Dataset entries:
********
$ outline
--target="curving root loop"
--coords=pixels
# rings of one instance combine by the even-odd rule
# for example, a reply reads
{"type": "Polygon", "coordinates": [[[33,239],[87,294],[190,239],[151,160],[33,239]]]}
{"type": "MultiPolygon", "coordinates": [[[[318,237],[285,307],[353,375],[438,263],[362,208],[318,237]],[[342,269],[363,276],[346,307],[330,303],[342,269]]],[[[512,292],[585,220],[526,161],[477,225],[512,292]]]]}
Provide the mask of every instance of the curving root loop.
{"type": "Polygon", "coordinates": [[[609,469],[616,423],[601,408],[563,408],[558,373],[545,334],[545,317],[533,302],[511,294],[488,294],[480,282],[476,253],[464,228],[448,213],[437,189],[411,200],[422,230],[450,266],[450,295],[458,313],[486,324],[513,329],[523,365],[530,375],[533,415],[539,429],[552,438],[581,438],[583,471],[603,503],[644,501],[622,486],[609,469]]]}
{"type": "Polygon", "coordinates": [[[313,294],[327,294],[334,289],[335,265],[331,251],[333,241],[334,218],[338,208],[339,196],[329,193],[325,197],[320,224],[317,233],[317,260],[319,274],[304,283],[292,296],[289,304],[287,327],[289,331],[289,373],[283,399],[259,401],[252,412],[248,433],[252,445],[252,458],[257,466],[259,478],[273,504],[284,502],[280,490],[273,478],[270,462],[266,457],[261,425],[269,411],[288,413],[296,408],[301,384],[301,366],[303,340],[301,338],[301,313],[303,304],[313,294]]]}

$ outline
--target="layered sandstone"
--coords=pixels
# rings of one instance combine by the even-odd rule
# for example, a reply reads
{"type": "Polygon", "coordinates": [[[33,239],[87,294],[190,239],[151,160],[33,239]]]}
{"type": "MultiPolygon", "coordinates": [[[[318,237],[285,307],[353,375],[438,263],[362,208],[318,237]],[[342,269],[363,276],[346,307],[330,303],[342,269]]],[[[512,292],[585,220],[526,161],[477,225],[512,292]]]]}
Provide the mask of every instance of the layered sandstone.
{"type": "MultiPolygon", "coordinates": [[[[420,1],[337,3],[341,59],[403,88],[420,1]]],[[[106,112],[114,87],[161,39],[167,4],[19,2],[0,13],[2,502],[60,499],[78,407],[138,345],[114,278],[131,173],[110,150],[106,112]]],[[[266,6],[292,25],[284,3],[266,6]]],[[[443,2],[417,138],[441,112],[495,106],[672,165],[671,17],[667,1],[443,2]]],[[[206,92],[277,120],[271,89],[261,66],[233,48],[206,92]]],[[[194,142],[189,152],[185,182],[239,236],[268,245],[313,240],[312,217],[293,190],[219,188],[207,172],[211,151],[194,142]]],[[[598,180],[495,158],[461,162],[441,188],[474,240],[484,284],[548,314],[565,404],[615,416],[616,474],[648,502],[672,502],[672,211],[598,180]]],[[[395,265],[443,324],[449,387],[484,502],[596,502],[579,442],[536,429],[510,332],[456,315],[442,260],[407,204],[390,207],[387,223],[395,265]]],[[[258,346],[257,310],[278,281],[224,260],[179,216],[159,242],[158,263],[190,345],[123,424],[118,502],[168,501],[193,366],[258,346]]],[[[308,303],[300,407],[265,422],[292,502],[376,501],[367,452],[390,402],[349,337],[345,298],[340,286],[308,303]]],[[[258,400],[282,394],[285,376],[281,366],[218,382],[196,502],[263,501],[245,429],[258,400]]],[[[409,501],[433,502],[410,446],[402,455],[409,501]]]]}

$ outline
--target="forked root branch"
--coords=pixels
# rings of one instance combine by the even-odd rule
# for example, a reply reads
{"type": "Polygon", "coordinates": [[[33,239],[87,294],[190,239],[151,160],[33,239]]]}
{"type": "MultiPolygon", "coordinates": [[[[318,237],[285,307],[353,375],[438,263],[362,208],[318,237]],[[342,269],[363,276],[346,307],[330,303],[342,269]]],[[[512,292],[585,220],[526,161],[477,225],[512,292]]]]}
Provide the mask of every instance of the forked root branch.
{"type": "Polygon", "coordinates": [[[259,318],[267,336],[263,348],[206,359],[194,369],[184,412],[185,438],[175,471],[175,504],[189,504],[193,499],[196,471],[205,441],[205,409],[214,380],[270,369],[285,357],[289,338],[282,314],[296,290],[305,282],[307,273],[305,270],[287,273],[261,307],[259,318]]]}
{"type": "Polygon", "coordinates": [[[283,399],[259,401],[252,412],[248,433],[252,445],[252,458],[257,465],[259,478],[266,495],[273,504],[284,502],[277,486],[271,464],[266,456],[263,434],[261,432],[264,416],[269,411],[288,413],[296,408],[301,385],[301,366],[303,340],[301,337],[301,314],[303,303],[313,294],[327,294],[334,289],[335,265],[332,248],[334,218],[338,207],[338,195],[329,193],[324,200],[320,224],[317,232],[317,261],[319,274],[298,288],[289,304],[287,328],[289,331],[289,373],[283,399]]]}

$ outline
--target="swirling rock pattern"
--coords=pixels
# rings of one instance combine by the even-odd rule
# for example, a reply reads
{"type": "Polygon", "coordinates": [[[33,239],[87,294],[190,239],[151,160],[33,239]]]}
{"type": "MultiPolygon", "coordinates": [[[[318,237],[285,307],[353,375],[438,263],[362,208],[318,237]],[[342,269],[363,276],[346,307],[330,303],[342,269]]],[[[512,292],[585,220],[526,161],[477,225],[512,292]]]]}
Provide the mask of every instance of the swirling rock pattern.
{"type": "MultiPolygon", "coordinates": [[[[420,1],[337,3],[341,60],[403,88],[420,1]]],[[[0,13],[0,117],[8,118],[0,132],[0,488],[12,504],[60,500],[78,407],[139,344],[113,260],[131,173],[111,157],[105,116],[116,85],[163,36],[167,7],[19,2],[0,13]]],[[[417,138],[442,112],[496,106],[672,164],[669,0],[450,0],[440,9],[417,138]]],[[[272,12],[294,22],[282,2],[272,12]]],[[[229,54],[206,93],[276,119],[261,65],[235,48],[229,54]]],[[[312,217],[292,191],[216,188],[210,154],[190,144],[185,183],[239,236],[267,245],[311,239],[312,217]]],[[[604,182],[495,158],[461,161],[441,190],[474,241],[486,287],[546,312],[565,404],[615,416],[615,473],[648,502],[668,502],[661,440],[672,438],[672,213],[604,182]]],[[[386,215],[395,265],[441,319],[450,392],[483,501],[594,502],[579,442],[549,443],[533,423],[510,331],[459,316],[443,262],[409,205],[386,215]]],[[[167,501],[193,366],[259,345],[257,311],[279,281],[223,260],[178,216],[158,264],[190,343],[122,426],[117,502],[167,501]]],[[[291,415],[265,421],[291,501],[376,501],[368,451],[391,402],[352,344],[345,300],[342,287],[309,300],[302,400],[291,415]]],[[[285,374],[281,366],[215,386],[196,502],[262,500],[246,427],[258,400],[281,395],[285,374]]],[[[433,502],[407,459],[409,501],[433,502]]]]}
********
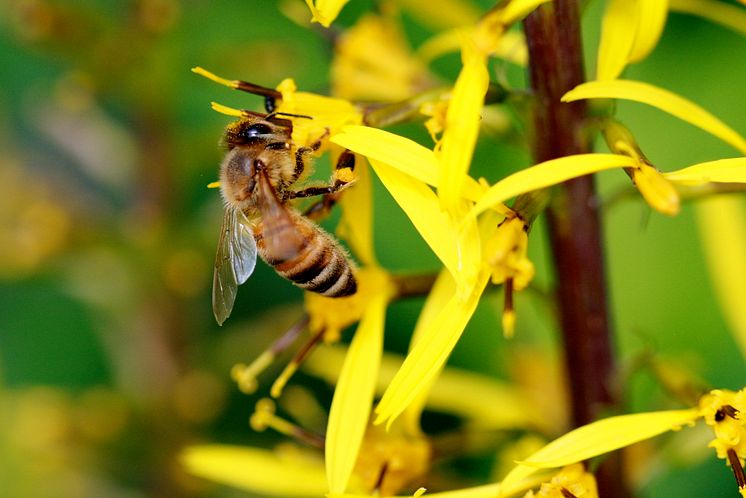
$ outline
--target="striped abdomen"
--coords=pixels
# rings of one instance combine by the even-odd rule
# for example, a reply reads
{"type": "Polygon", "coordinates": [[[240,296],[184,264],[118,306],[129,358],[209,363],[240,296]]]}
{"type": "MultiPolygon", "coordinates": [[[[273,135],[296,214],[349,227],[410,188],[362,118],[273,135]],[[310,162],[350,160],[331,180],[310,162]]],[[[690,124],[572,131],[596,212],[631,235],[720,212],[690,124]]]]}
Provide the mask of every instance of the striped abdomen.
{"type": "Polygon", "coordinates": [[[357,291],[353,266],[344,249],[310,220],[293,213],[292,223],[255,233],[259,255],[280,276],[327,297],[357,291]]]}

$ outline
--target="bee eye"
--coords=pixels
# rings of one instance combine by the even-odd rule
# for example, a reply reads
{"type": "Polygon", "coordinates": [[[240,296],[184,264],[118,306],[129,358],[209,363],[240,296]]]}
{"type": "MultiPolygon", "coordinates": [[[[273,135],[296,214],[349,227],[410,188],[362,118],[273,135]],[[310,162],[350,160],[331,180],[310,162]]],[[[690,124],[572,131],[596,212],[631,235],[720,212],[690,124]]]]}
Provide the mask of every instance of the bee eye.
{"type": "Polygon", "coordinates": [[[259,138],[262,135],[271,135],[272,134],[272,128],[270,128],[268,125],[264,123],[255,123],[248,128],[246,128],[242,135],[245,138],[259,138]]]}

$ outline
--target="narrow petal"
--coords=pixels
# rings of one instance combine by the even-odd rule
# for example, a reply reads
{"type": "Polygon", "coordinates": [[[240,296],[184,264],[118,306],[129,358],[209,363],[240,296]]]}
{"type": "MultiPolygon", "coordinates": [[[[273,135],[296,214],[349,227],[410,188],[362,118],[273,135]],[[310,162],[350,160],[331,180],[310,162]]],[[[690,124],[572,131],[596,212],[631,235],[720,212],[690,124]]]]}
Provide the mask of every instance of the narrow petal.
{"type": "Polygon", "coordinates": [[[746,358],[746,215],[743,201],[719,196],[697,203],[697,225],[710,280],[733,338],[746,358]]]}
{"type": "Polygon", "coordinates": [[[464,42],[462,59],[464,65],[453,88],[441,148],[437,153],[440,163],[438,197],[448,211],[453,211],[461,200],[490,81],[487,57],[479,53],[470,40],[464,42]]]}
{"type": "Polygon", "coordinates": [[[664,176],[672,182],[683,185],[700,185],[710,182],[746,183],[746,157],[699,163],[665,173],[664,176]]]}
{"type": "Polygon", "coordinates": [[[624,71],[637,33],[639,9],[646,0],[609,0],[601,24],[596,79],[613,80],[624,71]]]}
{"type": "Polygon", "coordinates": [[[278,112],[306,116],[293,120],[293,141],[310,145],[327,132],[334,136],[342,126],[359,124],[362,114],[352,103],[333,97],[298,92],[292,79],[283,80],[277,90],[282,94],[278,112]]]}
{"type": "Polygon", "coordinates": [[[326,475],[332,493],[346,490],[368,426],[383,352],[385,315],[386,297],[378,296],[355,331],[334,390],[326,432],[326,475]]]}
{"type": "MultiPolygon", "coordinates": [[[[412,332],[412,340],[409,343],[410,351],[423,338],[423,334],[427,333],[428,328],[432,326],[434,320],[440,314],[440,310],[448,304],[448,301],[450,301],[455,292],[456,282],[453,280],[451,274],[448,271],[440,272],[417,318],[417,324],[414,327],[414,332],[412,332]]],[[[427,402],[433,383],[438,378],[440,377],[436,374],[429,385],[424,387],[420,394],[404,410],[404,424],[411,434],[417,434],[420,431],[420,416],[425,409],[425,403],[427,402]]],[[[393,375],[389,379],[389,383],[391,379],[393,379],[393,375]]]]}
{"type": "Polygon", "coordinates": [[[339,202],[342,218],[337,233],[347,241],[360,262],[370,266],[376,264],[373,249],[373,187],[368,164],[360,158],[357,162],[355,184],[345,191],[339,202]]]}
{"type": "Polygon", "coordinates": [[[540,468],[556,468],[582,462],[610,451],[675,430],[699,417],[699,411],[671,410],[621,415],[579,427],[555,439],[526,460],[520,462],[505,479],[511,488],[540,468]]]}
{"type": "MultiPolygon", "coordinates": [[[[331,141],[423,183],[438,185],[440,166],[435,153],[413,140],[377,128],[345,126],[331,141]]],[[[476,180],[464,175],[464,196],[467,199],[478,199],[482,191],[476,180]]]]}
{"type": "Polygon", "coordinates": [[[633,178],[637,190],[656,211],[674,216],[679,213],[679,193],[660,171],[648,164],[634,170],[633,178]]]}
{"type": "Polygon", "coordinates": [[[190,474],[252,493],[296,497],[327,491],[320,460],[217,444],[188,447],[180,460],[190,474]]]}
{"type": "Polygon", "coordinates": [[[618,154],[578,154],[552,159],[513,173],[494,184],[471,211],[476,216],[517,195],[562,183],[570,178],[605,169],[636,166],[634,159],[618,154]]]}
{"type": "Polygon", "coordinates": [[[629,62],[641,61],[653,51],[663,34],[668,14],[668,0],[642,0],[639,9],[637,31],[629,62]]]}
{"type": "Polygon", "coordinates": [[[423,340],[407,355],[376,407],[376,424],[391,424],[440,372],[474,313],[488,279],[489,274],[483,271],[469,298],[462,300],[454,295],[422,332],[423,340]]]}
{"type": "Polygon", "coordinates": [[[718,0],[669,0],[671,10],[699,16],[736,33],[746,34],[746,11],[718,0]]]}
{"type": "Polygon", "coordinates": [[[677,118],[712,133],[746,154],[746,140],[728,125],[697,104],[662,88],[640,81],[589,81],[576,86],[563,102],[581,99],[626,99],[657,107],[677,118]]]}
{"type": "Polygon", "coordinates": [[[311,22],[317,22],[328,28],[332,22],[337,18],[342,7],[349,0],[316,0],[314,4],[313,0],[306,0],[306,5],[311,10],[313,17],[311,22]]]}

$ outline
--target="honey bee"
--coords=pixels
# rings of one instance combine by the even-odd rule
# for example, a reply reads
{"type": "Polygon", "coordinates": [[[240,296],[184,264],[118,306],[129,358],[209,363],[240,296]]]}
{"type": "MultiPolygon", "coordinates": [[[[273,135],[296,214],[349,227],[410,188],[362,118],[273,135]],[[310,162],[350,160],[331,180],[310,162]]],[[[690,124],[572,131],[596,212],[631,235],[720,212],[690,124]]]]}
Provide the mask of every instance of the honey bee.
********
-- EXERCISE GOAL --
Show each line of the data that contains the string "honey".

-- SOLUTION FOR THIS TASK --
--target="honey bee"
Provide the mask of every instance of the honey bee.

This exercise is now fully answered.